§ RECORDED INFORMATION:
— START —
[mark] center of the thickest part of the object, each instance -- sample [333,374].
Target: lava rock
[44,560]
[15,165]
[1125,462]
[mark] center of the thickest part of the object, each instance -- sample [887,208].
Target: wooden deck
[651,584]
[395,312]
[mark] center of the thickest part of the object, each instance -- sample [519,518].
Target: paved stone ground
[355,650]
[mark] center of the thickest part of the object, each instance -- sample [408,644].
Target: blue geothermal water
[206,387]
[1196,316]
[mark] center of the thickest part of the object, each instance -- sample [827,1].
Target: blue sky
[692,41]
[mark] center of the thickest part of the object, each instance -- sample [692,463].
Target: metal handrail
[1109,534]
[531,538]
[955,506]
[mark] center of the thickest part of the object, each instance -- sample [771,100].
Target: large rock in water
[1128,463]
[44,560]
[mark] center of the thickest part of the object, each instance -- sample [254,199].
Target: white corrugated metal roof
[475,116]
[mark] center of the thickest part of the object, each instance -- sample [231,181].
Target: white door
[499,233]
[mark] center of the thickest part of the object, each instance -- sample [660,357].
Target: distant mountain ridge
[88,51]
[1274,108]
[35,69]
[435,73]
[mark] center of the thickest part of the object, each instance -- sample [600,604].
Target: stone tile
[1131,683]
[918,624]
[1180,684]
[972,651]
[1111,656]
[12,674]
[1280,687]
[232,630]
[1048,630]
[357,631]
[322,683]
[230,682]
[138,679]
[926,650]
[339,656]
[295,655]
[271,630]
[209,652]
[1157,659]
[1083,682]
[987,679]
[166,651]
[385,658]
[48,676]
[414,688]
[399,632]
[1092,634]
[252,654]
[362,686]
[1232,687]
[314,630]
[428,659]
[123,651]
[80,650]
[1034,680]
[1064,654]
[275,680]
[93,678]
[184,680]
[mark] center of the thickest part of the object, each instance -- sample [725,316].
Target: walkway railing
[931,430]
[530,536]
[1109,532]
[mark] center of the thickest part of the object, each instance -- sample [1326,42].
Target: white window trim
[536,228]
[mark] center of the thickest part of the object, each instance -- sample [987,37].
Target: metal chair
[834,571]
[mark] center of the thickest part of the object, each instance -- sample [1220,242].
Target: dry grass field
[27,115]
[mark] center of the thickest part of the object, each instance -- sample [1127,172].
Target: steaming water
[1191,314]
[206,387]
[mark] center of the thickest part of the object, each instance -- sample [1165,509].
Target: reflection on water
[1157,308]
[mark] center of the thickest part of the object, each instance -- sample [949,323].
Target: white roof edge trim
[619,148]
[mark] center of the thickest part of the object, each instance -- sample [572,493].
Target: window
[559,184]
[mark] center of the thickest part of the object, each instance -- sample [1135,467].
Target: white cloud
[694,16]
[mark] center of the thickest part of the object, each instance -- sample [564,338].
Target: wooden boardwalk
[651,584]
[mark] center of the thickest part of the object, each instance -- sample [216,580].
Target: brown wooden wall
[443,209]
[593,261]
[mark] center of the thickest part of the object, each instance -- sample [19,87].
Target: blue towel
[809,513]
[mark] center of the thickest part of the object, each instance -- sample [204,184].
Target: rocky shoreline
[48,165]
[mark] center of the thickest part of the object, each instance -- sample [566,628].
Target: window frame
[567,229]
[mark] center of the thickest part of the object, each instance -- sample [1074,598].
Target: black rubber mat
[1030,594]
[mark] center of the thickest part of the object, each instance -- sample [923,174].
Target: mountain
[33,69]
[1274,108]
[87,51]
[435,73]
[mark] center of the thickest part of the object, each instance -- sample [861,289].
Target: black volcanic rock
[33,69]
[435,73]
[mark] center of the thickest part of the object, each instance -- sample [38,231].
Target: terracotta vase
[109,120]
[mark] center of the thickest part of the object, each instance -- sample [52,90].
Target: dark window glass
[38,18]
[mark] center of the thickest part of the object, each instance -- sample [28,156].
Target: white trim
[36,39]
— END —
§ INSTRUCTIONS FOR THE TASK: Reproduce word for word the lines above, from the line containing "-- sample [949,323]." through the final line, both included.

§ FINISHED ANSWER:
[mark] center of the thickest part of the object, each instance -- sample [949,323].
Target: white roof edge trim
[619,148]
[mark] center of the thickest part of the object, each instance -- sample [572,493].
Target: window
[559,184]
[mark] center of the thickest part of the object, each instance -- sample [1135,467].
Target: white cloud
[694,16]
[mark] center of the thickest part of the object, each instance -- sample [564,338].
Target: wooden boardwalk
[651,584]
[mark] center of the thickest part of the object, each instance -- sample [216,580].
Target: brown wooden wall
[443,209]
[593,261]
[mark] center of the thickest part of the object, each instance -- sample [19,87].
Target: blue towel
[809,513]
[mark] center of the thickest part of the object, each instance -- sample [204,184].
Target: rocky shoreline
[48,165]
[mark] center of the thickest part of the object, each instance -- sample [566,628].
Target: window frame
[567,229]
[mark] center of the thickest part of the object, each instance -- sample [1074,598].
Target: black rubber mat
[1030,594]
[mark] center of the thickest part of the object, each instance -- sample [923,174].
Target: mountain
[33,69]
[1274,108]
[87,51]
[435,73]
[mark] center of the thickest part of the object, each instance -- sample [861,289].
Target: black volcanic rock
[33,69]
[435,73]
[mark] center of the thickest part of the object, each instance -- sample [38,231].
Target: terracotta vase
[109,120]
[mark] center of the thickest part of the object, each instance -- sample [52,90].
Target: dark window glass
[38,18]
[mark] center of the thickest part of the object, each instance -- sample [28,156].
Target: white trim
[36,39]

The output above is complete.